- PAGE EXCERPT -

Our research aims at elucidating the molecular-level mechanisms behind control of 3D genome organisation at the nanoscale level. To do this, we develop and apply novel multiscale computational models for nanoscale chromatin that are anchored in all-atom molecular dynamics simulations, coarse-graining techniques, theory, and experiments from collaborators.
Stephen Farr
Multi-scale modelling of chromatin in functional domains
Steve's work integrates atomistic information of chromatin domains with two levels of coarse-grained Monte Carlo (MC) simulations and experimental data for validation. The high-resolution coarse-grained model part includes accurate molecular representations of nucleosomes with histone tails, epigenetic marks, architectural proteins bound to nucleosomes, protein oligomers, DNA unwrapping, and nucleosome sliding. The low-resolution coarse-grained model maps these factors implicitly to investigate nucleosome organization at Mb scales.

- TASK ITEM A -
Print the chromatin research summary, beginning at the words "Stephen Farr" and stopping after "at Mb scales.".
- TASK ITEM B -
According to the chromatin research summary, what does the low-resolution coarse-grained model investigate?
- TASK ITEM C -
Pick up the chromatin research summary after its final sentence and write its continuation.

Stored entries:
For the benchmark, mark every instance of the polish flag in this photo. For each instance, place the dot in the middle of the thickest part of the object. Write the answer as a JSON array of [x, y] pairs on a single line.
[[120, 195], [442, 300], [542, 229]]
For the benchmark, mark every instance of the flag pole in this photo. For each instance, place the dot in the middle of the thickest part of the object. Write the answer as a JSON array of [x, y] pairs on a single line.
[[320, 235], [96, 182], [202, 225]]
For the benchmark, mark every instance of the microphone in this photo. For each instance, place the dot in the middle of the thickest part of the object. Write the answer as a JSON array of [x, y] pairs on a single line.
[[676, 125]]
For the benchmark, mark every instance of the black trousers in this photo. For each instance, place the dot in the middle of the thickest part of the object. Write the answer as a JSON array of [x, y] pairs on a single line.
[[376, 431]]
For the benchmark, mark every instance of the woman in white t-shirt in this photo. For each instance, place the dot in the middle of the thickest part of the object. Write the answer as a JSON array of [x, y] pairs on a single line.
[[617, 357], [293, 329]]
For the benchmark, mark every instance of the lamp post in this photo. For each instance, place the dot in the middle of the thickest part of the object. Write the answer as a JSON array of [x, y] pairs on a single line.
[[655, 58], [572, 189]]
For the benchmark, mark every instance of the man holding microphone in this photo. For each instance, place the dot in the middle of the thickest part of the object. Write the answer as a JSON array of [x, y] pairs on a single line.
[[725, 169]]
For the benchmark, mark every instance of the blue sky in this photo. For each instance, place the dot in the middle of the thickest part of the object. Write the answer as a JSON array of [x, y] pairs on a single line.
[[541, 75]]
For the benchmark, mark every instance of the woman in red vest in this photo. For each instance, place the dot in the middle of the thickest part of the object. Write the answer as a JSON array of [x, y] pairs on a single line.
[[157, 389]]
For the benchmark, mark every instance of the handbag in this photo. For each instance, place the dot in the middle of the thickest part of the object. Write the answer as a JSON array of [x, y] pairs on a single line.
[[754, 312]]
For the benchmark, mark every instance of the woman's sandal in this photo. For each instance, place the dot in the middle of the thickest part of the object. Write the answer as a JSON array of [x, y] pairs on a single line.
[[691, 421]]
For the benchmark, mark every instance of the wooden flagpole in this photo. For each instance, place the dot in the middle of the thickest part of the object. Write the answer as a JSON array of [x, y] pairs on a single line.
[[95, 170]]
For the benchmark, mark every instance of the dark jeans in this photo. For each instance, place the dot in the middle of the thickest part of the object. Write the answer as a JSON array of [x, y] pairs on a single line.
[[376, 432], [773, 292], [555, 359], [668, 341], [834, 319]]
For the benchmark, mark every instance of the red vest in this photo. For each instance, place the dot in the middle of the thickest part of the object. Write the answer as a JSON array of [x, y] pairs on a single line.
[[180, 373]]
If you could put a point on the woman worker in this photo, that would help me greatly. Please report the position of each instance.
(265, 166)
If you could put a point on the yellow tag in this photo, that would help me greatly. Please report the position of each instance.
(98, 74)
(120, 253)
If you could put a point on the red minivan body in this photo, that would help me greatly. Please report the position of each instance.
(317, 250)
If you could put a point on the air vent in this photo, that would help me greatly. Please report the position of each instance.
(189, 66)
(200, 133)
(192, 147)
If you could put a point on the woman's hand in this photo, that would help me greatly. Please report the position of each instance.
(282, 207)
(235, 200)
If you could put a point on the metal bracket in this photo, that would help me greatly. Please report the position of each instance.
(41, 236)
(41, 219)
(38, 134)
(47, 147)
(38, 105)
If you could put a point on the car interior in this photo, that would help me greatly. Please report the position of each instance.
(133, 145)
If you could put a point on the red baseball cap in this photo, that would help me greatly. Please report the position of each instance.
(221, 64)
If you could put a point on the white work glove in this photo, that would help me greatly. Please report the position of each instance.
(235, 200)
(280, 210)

- RESULT A -
Stephen Farr
Multi-scale modelling of chromatin in functional domains
Steve's work integrates atomistic information of chromatin domains with two levels of coarse-grained Monte Carlo (MC) simulations and experimental data for validation. The high-resolution coarse-grained model part includes accurate molecular representations of nucleosomes with histone tails, epigenetic marks, architectural proteins bound to nucleosomes, protein oligomers, DNA unwrapping, and nucleosome sliding. The low-resolution coarse-grained model maps these factors implicitly to investigate nucleosome organization at Mb scales.

- RESULT B -
Nucleosome organization at Mb scales.

- RESULT C -
Akshay Sridhar
Epigenetic effects in chromatin structure
Adiran Garaizar
Liquid-liquid phase separation of chromatin domains
Adiran's work is in collaboration with the groups of Prof. Ernest Laue (Biochemistry, Cambridge) and Prof. Daan Frenkel (Chemistry, Cambridge). Adiran is developing a new coarse-grained model to investigate the phase behaviour of chromatin in conditions that lead to liquid demixing.